- Tasks and exercises
a – From the passage on the scientific method, list every specific problem the text gives as an example, including both those the method suits and those it suits less well.
b – Answer these questions using the passage on the scientific method.
(i) In which century did Descartes develop the first model of the scientific method?
(ii) What do scientists still use to come up with hypothetical solutions to problems?
(iii) Why are scientific approaches favored in most fields of research today?
c – Return the section of the passage on the scientific method that starts with "1. Experiments" and goes on through "ethics or law.", keeping every word unchanged.

The French philosopher Rene Descartes developed the first model of the scientific method in the 17th century. Whereas previous thinkers approached problems with purely abstract reasoning, Descartes believed they could make their solutions more effective by testing their theories in the real world before they pronounced themselves correct. Today, scientific approaches to problems are favored in most, if not all, fields of research because they have proven more effective than abstract reasoning alone in reaching solutions.
  1. Experiments

    • Unlike other ways of evaluating theories, the scientific method requires thinkers to test their theories. Scientists still use abstract reasoning to come up with hypothetical solutions to problems, but they also test these hypotheses with experiments to make sure their predictions are correct and to help them make new predictions if they are not. This makes the scientific method useful for solving concrete problems, including reducing carbon emissions in cars or finding vaccines for diseases, but not as useful for solving the broader problems of ethics or law.

- Data for review
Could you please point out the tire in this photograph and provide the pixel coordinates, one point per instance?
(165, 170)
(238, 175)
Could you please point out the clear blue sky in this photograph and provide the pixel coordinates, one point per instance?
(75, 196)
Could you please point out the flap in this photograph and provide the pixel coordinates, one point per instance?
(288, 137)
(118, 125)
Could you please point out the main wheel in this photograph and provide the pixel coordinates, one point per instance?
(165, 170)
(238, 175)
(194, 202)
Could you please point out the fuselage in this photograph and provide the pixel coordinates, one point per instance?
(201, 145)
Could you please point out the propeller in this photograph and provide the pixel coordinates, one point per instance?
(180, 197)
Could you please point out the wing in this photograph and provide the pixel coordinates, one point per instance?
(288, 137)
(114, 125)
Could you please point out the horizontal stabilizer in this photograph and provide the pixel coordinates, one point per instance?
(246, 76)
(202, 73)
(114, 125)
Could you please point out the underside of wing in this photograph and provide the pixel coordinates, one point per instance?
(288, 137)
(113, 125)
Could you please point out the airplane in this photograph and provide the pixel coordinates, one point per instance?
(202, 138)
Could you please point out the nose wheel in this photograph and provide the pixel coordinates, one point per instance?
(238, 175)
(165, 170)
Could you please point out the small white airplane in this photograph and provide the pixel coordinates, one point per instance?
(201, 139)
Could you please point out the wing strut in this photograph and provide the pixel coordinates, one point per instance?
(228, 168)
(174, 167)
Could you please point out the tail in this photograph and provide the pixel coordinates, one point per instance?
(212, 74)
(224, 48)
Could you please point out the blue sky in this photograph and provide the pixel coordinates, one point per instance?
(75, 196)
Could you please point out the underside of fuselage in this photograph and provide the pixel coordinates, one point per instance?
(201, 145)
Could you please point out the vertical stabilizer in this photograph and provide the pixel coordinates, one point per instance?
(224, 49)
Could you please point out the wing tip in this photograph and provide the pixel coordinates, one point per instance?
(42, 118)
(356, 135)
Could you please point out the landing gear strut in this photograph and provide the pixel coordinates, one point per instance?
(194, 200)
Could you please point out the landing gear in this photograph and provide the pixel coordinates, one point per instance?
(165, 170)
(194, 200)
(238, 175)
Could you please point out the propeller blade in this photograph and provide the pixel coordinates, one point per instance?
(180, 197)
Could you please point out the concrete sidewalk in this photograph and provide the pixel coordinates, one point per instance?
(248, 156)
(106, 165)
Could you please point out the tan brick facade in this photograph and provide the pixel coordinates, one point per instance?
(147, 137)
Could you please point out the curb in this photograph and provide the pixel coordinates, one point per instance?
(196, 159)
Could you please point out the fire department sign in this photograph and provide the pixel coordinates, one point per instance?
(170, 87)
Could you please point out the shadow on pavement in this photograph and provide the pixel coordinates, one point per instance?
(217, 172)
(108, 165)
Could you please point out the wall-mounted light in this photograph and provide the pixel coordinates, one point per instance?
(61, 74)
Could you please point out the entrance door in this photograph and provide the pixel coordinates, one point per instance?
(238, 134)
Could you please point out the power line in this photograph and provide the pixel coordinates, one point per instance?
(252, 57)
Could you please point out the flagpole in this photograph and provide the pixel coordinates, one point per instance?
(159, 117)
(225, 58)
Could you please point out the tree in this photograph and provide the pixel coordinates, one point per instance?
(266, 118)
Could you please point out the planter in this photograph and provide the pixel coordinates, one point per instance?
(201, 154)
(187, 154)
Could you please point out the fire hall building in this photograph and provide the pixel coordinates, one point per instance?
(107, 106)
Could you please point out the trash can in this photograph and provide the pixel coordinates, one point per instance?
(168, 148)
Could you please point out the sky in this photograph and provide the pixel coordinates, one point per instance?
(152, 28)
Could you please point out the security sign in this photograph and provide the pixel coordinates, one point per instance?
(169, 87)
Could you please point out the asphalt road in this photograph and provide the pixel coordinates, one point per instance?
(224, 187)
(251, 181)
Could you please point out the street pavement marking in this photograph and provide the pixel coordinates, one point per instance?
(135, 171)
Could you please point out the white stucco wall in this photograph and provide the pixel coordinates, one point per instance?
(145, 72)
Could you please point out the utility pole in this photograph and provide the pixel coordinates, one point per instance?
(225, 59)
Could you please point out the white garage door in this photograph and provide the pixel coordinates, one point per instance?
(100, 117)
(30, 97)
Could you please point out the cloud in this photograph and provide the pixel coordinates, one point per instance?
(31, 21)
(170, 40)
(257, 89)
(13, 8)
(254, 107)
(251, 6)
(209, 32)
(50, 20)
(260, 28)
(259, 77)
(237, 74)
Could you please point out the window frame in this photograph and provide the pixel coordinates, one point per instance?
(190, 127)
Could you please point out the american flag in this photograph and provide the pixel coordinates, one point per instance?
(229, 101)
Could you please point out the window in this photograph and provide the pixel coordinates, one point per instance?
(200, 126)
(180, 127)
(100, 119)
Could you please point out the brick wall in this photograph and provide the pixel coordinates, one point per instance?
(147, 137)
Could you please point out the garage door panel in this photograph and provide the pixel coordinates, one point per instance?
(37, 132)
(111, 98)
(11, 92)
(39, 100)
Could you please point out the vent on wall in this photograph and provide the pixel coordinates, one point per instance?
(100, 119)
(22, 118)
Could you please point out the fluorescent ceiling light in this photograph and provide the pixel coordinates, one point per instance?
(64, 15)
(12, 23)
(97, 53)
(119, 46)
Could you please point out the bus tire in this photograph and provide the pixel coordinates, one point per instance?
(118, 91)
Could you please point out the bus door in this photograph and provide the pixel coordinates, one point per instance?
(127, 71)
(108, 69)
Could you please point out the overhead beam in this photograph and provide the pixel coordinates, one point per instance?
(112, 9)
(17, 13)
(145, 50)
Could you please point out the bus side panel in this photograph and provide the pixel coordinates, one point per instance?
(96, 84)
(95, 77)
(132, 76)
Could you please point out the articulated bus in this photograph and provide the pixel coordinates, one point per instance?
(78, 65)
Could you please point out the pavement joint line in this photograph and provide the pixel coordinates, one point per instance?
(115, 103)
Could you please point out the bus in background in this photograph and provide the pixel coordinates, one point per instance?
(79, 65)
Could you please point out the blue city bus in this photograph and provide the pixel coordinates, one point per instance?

--

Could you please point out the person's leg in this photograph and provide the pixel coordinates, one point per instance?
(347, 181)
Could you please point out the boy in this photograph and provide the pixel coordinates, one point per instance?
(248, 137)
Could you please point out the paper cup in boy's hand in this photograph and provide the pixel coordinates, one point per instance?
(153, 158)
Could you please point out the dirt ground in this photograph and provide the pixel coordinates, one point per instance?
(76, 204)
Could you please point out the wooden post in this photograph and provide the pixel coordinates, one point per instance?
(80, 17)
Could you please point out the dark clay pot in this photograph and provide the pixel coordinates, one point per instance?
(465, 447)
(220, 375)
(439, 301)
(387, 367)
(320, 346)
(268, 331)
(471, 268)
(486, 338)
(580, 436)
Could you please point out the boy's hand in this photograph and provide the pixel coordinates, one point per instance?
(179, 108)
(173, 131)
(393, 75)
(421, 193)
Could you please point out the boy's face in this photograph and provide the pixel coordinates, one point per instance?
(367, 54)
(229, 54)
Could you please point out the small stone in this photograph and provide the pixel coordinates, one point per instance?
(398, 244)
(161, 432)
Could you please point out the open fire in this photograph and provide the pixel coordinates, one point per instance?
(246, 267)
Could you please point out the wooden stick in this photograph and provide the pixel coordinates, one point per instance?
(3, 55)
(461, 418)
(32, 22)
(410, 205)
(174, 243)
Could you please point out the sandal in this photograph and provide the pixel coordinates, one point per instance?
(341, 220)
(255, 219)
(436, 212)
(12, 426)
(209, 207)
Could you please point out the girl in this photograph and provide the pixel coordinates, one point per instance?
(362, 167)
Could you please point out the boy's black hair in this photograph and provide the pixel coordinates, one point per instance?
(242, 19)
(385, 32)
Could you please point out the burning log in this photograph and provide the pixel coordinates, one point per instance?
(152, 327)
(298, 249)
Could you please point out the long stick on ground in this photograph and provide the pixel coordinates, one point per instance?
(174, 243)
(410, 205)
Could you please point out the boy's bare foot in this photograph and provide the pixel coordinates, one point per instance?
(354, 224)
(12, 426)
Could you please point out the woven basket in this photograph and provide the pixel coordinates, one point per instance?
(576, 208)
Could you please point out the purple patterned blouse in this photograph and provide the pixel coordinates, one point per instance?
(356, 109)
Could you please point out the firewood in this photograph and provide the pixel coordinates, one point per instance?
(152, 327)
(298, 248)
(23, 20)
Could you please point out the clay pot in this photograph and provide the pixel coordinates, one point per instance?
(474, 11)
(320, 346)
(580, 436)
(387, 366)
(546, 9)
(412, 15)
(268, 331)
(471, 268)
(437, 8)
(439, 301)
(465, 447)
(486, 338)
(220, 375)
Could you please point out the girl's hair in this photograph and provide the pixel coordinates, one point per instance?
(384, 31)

...

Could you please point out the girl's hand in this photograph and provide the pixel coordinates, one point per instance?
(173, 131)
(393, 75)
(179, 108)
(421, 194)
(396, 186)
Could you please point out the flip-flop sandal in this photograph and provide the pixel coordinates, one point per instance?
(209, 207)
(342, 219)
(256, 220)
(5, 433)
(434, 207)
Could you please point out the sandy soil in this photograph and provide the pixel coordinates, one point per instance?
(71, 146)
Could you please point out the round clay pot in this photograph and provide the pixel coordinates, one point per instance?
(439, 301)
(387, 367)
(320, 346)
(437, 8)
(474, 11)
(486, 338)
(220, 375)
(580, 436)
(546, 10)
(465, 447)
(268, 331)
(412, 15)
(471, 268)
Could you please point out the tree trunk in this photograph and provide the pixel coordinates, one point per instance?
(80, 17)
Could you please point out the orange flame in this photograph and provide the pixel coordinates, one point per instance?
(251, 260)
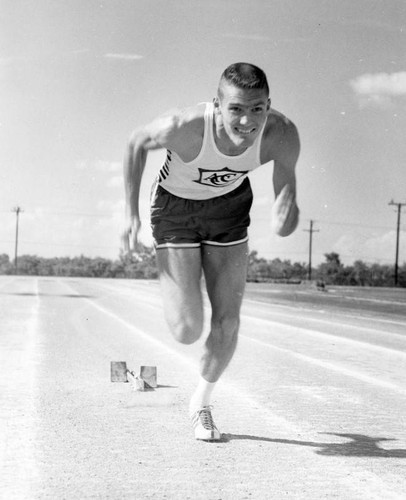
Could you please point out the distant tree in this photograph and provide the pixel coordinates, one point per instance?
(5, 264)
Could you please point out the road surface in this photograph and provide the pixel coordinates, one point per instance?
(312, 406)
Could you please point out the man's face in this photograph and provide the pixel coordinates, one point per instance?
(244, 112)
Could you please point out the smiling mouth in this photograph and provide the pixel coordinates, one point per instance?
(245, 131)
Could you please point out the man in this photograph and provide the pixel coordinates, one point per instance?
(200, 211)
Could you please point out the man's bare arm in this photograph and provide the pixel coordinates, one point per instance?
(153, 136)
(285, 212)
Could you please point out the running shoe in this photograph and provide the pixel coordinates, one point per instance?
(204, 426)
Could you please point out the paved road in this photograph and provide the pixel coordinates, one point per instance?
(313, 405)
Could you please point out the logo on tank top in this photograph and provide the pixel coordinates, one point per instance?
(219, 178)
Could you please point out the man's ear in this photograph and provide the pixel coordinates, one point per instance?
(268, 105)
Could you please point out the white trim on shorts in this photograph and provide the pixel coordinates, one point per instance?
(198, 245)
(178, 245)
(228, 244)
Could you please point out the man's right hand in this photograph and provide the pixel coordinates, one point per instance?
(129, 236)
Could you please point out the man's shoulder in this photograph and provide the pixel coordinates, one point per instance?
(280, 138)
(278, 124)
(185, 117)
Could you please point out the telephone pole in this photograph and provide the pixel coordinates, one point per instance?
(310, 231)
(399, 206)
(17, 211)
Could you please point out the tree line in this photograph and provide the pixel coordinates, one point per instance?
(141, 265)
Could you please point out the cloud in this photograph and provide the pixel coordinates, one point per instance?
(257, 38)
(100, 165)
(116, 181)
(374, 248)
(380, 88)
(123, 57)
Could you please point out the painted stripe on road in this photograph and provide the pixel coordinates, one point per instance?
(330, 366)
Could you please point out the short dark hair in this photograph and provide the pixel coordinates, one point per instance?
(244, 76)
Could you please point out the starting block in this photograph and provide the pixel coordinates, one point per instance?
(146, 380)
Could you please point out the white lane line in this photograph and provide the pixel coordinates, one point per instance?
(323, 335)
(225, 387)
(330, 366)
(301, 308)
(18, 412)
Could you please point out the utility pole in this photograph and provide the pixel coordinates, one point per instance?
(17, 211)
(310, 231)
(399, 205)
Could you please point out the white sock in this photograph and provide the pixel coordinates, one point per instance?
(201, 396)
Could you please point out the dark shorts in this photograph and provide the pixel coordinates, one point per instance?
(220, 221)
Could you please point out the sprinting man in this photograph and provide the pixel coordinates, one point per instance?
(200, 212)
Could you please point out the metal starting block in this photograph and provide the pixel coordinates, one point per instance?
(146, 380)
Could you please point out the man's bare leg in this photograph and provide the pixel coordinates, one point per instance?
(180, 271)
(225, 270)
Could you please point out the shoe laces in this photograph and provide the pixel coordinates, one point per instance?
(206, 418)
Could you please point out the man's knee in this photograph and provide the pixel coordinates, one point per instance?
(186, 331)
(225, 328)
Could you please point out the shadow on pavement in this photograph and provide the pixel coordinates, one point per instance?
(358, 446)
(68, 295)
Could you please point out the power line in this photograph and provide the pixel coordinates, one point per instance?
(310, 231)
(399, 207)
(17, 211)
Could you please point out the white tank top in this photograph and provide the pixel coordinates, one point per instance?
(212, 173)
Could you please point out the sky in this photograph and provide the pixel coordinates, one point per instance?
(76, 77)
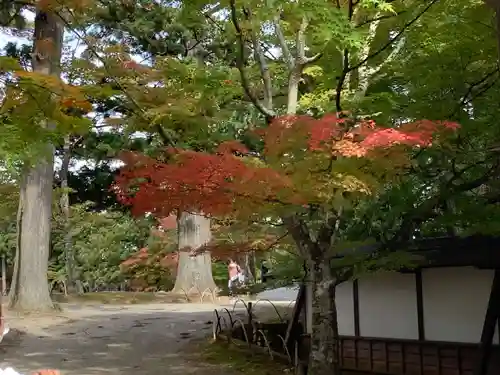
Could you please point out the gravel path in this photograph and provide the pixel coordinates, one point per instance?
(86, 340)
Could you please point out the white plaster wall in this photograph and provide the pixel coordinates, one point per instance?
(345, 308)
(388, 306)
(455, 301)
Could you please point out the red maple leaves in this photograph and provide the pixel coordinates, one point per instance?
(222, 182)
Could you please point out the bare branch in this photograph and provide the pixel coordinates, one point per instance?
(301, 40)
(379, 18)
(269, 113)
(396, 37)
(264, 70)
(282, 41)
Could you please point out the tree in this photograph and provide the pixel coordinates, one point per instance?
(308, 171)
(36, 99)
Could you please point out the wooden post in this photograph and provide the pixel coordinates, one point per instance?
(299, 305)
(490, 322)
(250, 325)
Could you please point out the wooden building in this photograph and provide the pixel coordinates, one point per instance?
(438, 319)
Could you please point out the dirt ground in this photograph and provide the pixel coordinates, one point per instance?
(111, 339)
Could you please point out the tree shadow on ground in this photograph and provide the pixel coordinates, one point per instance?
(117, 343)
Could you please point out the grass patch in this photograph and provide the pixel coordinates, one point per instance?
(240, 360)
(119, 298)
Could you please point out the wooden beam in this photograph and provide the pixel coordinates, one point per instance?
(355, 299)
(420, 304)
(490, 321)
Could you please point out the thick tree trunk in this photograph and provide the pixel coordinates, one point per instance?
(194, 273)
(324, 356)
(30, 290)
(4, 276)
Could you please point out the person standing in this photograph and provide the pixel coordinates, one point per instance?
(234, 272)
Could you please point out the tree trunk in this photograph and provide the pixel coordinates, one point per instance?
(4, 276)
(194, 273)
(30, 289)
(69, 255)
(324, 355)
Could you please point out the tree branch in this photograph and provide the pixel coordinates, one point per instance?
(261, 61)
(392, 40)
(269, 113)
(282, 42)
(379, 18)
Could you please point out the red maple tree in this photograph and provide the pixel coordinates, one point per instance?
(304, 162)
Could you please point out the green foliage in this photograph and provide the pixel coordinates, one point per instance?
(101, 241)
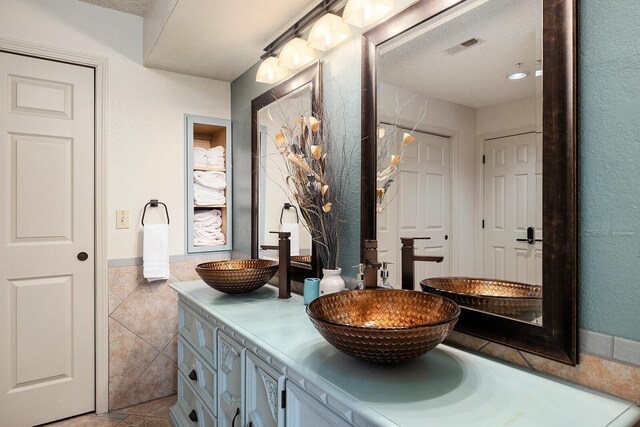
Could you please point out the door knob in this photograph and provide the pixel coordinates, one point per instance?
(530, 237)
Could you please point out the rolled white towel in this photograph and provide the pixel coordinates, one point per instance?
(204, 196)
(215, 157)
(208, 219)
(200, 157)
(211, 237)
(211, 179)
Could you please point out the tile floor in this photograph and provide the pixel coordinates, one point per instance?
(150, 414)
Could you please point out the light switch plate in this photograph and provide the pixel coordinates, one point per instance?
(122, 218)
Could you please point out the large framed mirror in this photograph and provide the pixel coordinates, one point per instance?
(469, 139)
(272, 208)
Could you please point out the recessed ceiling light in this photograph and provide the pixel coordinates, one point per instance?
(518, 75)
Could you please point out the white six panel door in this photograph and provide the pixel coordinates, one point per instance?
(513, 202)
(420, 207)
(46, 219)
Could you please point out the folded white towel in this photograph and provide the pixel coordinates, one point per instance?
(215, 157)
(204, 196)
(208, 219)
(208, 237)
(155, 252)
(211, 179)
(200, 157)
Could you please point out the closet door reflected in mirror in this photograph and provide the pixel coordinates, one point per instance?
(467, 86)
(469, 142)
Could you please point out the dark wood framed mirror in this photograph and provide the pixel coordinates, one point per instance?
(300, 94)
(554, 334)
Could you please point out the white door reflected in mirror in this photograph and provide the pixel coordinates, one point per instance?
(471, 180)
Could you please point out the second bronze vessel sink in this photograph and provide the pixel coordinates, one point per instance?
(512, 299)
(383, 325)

- Task responses
a –
- Reducing carbon emissions in cars
- Finding vaccines for diseases
- Ethics
- Law

b –
(i) The 17th century.
(ii) Abstract reasoning.
(iii) They have proven more effective than abstract reasoning alone in reaching solutions.

c –
1. Experiments

    • Unlike other ways of evaluating theories, the scientific method requires thinkers to test their theories. Scientists still use abstract reasoning to come up with hypothetical solutions to problems, but they also test these hypotheses with experiments to make sure their predictions are correct and to help them make new predictions if they are not. This makes the scientific method useful for solving concrete problems, including reducing carbon emissions in cars or finding vaccines for diseases, but not as useful for solving the broader problems of ethics or law.